» WORK TO COMPLETE
**1.** Rewrite the paragraph of the software architecture post that begins "In more recent years" as a shorter version that keeps its main facts.
**2.** Retype the software architecture post from "Thinking about Software" to "know of today.", word for word.
**3.** Summarize the software architecture post in two sentences.

» PROVIDED TEXT
Friday, June 01, 2018

Thinking about Software Architecture & Design : Part 11

It is said that there are really only seven basic storylines and that all stories can either fit inside them or be decomposed into some combination of the basic seven. There is the rags-to-riches story. The voyage and return story. The overcoming the monster story...and so on.

I suspect that something similar applies to Software Architecture & Design. When I was a much younger practitioner in this field, I remember a very active field with new methodologies/paradigms coming along on a regular basis. Thinkers such as Yourdon, de Marco, Jackson, Booch, Hoare, Dijkstra, Hohpe distilled the essence of most of the core architecture patterns we know of today.

In more recent years, attention appears to have moved away from the discovery/creation of new architecture patterns and architecture methodologies towards concerns closer to the construction aspects of software. There is an increasing emphasis on two way flows in the creation of architectures– or perhaps circular flows would be a better description. i.e. iterating backwards from, for example user stories, to the abstractions required to support the user stories. Then perhaps a forward iteration refactoring the abstractions to get coverage of the required user stories with less “moving parts” as discussed before.

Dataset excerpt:
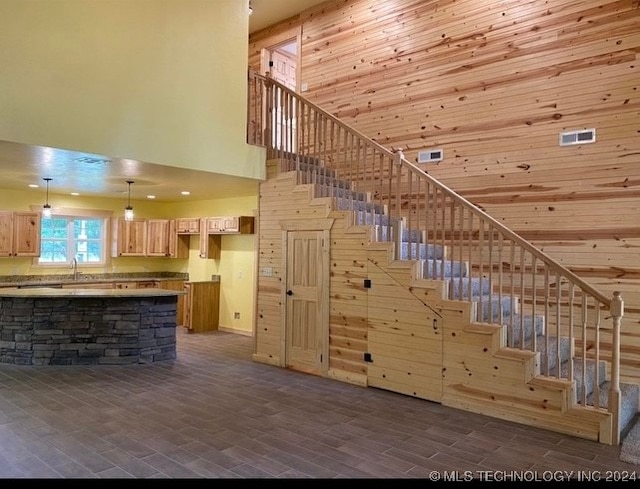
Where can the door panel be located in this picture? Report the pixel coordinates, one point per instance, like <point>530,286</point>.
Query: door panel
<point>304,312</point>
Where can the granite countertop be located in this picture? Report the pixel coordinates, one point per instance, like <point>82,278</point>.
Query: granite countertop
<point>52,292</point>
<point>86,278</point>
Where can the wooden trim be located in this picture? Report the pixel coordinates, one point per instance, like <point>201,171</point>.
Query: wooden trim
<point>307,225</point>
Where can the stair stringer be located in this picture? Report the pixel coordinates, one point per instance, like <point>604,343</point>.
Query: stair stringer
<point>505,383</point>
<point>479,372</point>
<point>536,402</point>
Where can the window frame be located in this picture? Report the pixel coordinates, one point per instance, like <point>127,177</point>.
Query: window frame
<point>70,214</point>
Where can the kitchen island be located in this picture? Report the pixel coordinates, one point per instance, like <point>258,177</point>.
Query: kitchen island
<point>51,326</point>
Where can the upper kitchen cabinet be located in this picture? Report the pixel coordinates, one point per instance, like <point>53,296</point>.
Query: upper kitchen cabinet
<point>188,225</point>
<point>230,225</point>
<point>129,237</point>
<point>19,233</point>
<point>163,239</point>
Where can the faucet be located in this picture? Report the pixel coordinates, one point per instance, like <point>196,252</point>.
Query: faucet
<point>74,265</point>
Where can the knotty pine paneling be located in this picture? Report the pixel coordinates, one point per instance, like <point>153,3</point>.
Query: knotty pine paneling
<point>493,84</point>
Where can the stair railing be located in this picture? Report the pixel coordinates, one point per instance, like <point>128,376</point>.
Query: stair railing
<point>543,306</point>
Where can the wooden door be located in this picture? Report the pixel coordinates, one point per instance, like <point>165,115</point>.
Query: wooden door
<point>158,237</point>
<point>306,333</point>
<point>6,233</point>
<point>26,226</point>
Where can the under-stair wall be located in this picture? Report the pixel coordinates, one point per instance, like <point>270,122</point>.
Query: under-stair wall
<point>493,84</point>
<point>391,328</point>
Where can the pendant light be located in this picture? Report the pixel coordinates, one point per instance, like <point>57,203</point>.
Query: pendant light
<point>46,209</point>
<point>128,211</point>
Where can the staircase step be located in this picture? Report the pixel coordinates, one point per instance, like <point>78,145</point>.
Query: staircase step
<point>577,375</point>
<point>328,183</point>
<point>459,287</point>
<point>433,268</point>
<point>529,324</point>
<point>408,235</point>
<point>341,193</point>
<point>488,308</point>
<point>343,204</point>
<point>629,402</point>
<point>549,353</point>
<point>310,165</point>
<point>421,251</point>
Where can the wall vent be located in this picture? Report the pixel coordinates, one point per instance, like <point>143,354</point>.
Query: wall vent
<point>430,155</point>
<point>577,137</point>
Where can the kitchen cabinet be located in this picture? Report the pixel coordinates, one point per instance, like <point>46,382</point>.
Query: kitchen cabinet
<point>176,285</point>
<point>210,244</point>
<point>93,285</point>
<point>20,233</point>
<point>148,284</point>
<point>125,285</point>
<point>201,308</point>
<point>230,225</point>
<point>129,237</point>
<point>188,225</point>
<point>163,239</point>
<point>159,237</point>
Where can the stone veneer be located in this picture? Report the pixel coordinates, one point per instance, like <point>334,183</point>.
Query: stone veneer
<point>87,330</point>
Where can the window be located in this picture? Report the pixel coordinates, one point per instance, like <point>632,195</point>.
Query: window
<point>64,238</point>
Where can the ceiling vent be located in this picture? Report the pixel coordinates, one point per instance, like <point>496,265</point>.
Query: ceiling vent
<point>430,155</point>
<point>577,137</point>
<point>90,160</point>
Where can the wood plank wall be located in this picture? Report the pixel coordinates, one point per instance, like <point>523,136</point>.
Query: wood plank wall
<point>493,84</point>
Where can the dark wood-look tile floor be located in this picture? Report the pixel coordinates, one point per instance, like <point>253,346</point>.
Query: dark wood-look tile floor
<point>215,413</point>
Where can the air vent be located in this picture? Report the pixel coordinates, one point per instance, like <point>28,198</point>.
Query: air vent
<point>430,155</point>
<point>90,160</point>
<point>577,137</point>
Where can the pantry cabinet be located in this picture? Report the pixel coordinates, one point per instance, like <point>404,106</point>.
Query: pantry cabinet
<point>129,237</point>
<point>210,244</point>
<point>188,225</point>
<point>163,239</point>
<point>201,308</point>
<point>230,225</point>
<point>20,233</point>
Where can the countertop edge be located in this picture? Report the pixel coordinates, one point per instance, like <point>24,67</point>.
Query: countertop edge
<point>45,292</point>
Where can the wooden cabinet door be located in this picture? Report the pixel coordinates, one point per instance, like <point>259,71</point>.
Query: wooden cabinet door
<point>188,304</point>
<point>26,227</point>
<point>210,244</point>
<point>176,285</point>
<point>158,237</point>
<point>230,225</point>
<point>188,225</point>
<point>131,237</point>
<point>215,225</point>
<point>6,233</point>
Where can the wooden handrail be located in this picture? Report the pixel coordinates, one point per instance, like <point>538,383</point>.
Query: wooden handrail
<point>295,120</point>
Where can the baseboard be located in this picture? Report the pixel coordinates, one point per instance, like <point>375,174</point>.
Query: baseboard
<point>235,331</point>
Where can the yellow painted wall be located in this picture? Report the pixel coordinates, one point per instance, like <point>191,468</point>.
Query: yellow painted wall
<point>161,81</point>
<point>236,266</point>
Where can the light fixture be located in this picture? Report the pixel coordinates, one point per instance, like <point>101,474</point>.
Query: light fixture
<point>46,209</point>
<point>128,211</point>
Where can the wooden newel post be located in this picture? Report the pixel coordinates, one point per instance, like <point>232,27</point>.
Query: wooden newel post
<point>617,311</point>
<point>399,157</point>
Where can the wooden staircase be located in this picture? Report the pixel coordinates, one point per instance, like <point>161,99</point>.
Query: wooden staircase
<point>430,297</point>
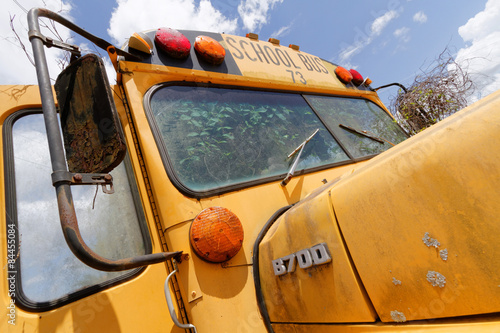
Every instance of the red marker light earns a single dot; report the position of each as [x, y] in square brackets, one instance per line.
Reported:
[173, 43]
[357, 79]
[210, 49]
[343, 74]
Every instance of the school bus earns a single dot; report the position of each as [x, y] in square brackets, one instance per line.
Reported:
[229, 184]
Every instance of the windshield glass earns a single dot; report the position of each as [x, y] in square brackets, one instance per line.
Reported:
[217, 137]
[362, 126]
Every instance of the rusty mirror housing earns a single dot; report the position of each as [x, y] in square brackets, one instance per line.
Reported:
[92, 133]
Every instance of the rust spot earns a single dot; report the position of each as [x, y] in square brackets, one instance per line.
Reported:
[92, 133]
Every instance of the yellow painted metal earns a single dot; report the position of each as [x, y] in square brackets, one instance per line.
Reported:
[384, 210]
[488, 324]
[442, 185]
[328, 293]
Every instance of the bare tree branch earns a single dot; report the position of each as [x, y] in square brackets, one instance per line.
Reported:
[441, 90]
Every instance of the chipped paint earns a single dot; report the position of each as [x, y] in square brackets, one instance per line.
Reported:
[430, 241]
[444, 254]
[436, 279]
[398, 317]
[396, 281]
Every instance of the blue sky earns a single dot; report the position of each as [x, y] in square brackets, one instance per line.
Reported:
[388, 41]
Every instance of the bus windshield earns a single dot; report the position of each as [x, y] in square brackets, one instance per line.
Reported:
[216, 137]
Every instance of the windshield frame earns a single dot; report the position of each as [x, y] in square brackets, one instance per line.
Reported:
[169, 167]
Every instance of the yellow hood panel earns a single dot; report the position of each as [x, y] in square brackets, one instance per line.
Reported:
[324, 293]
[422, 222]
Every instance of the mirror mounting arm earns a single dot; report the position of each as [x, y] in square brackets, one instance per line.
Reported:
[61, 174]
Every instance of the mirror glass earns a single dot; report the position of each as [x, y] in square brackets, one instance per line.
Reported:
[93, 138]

--

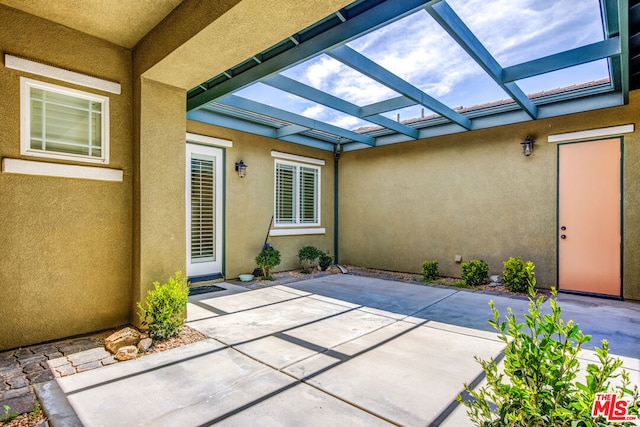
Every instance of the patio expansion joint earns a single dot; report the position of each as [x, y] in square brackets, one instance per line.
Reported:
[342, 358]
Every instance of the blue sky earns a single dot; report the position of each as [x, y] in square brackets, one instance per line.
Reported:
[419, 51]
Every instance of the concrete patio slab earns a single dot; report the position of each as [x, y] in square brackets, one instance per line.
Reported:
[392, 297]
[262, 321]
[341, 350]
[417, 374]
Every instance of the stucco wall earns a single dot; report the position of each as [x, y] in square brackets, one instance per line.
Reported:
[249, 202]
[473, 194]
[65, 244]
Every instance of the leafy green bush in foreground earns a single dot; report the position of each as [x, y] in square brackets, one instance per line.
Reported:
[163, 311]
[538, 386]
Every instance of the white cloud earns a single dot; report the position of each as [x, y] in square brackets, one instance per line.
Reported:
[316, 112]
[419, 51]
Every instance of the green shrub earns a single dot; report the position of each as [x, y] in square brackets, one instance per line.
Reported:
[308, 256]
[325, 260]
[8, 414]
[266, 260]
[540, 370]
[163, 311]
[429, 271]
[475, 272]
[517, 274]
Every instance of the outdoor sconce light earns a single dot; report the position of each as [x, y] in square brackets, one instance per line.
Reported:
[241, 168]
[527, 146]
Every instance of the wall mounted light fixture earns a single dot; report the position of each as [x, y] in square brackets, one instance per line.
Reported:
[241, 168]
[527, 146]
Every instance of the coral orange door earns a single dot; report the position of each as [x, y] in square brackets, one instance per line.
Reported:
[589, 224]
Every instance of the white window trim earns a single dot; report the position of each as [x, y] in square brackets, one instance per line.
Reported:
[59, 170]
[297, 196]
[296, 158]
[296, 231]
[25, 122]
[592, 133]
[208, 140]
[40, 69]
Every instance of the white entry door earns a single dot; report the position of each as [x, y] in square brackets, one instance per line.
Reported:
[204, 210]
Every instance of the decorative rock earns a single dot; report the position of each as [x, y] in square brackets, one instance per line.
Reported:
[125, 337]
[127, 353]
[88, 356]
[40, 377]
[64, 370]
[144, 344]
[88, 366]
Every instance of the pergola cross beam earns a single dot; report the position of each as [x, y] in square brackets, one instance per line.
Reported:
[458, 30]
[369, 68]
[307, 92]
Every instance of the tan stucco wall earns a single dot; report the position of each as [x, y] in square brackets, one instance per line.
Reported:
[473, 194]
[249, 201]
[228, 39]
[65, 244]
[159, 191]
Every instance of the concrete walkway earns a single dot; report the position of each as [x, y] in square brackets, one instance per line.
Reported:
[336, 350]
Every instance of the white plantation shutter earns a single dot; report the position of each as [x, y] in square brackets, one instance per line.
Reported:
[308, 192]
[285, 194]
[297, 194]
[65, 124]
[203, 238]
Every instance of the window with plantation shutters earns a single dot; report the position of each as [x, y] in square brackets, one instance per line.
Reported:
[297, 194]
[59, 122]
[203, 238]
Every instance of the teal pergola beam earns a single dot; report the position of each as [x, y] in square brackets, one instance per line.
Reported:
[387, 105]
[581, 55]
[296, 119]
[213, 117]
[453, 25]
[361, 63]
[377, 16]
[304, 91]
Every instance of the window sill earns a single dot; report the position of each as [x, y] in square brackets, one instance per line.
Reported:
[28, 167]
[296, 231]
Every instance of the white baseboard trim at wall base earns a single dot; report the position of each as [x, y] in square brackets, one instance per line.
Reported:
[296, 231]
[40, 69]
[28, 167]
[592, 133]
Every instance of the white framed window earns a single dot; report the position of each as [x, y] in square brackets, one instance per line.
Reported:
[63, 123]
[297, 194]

» EXPECTED ANSWERS
**1.** Attention in recent years seems to have shifted from discovering new architecture patterns and methodologies toward concerns closer to software construction. Architectures are increasingly shaped by two-way, or circular, flows: iterating backward from user stories to the abstractions needed to support them, then possibly forward to refactor those abstractions so they cover the required user stories with fewer "moving parts."

**2.**
Thinking about Software Architecture & Design : Part 11

It is said that there are really only seven basic storylines and that all stories can either fit inside them or be decomposed into some combination of the basic seven. There is the rags-to-riches story. The voyage and return story. The overcoming the monster story...and so on.

I suspect that something similar applies to Software Architecture & Design. When I was a much younger practitioner in this field, I remember a very active field with new methodologies/paradigms coming along on a regular basis. Thinkers such as Yourdon, de Marco, Jackson, Booch, Hoare, Dijkstra, Hohpe distilled the essence of most of the core architecture patterns we know of today.

**3.** The post compares software architecture and design to the idea that all stories fit into seven basic storylines, noting that thinkers such as Yourdon, de Marco, Jackson, Booch, Hoare, Dijkstra and Hohpe distilled most of today's core architecture patterns. It observes that attention has since moved toward software construction, with circular flows that iterate backward from user stories to the abstractions supporting them and then forward to refactor those abstractions with fewer "moving parts."